Task instructions:
The expected reply is all of the data, returned exactly.

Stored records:
=-=-=-=-=

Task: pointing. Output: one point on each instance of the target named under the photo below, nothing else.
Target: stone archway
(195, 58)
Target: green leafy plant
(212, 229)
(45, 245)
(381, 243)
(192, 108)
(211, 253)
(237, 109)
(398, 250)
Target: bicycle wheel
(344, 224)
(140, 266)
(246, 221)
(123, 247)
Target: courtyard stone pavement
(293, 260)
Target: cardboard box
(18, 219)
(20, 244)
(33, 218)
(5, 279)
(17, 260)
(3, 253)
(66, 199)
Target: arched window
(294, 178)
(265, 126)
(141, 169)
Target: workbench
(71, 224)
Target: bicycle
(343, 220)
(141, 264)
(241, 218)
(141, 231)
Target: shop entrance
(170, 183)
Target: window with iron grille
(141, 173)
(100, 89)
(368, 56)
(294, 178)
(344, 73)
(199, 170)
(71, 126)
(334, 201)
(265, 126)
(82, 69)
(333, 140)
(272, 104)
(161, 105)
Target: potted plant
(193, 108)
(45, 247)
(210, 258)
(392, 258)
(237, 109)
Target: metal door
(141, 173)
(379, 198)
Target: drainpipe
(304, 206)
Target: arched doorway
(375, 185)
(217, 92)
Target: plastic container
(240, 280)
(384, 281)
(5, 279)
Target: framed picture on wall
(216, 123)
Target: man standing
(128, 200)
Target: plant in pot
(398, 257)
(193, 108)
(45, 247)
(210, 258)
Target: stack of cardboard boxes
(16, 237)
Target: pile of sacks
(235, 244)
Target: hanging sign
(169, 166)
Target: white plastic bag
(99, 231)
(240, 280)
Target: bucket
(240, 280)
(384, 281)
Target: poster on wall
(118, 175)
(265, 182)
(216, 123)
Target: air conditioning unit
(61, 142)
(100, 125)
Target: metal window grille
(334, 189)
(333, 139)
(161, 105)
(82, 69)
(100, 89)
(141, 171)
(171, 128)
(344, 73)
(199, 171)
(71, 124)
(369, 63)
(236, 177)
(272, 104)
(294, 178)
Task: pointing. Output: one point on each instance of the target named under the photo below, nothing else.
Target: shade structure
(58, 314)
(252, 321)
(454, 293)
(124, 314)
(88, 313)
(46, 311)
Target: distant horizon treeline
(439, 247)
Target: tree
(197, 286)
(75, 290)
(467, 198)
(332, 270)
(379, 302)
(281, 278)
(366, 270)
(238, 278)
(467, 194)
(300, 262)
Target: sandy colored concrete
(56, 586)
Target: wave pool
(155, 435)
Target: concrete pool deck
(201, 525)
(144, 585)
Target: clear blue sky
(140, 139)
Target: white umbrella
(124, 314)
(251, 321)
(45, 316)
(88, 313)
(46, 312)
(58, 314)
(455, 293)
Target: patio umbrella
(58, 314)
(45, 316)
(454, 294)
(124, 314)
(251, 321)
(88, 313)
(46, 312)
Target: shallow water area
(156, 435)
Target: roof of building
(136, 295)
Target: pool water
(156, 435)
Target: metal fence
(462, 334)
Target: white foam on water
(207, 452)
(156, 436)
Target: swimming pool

=-=-=-=-=

Output below:
Task: pointing. Output: one point on each instance of the target named under the photo below, nothing else.
Target: stone archway
(195, 58)
Target: green leafy plant
(212, 229)
(45, 245)
(381, 243)
(192, 108)
(211, 253)
(237, 109)
(398, 250)
Target: bicycle wheel
(344, 224)
(140, 266)
(246, 221)
(123, 247)
Target: courtyard stone pavement
(293, 260)
Target: cardboard box
(18, 219)
(20, 244)
(33, 218)
(5, 279)
(17, 260)
(3, 253)
(66, 199)
Target: arched window
(294, 178)
(265, 126)
(141, 169)
Target: workbench
(71, 224)
Target: bicycle
(343, 220)
(141, 264)
(241, 218)
(141, 231)
Target: shop entrance
(170, 183)
Target: window with iron grille
(141, 173)
(100, 89)
(368, 56)
(294, 178)
(344, 73)
(199, 170)
(71, 126)
(334, 201)
(265, 126)
(82, 69)
(333, 140)
(272, 104)
(161, 105)
Target: potted plant
(193, 108)
(45, 247)
(210, 258)
(392, 258)
(237, 109)
Target: metal door
(141, 173)
(379, 198)
Target: drainpipe
(304, 206)
Target: arched doorway
(375, 185)
(217, 92)
Target: plastic container
(240, 280)
(384, 281)
(5, 279)
Target: framed picture on wall
(216, 123)
Target: man standing
(128, 200)
Target: plant in pot
(398, 257)
(193, 108)
(45, 247)
(210, 258)
Target: stack of cardboard boxes
(16, 237)
Target: pile of sacks
(235, 244)
Target: hanging sign
(169, 166)
Target: white plastic bag
(99, 231)
(240, 280)
Target: bucket
(240, 280)
(384, 281)
Target: poster on wall
(118, 175)
(265, 182)
(216, 123)
Target: air conditioning unit
(61, 142)
(100, 125)
Target: metal window grille
(334, 189)
(333, 139)
(161, 105)
(82, 69)
(100, 89)
(141, 171)
(171, 128)
(344, 73)
(199, 171)
(71, 124)
(369, 63)
(236, 177)
(272, 104)
(294, 178)
Task: pointing. Output: one point on each instance of the target named under the photo below, nothing else.
Target: shade structure
(58, 314)
(252, 321)
(454, 293)
(124, 314)
(88, 313)
(46, 311)
Target: distant horizon treeline
(439, 247)
Target: tree
(197, 286)
(75, 290)
(467, 198)
(332, 270)
(379, 302)
(281, 278)
(366, 270)
(238, 278)
(467, 194)
(300, 262)
Target: sandy colored concrete
(56, 586)
Target: wave pool
(155, 435)
Target: concrete pool deck
(201, 525)
(144, 585)
Target: clear blue sky
(140, 139)
Target: white umbrella
(124, 314)
(251, 321)
(45, 316)
(88, 313)
(46, 312)
(58, 314)
(455, 293)
Target: patio umbrella
(58, 314)
(45, 316)
(454, 294)
(124, 314)
(251, 321)
(88, 313)
(46, 312)
Target: shallow water area
(156, 435)
Target: roof of building
(136, 295)
Target: pool water
(156, 435)
Target: metal fence
(462, 334)
Target: white foam on water
(207, 452)
(156, 436)
Target: swimming pool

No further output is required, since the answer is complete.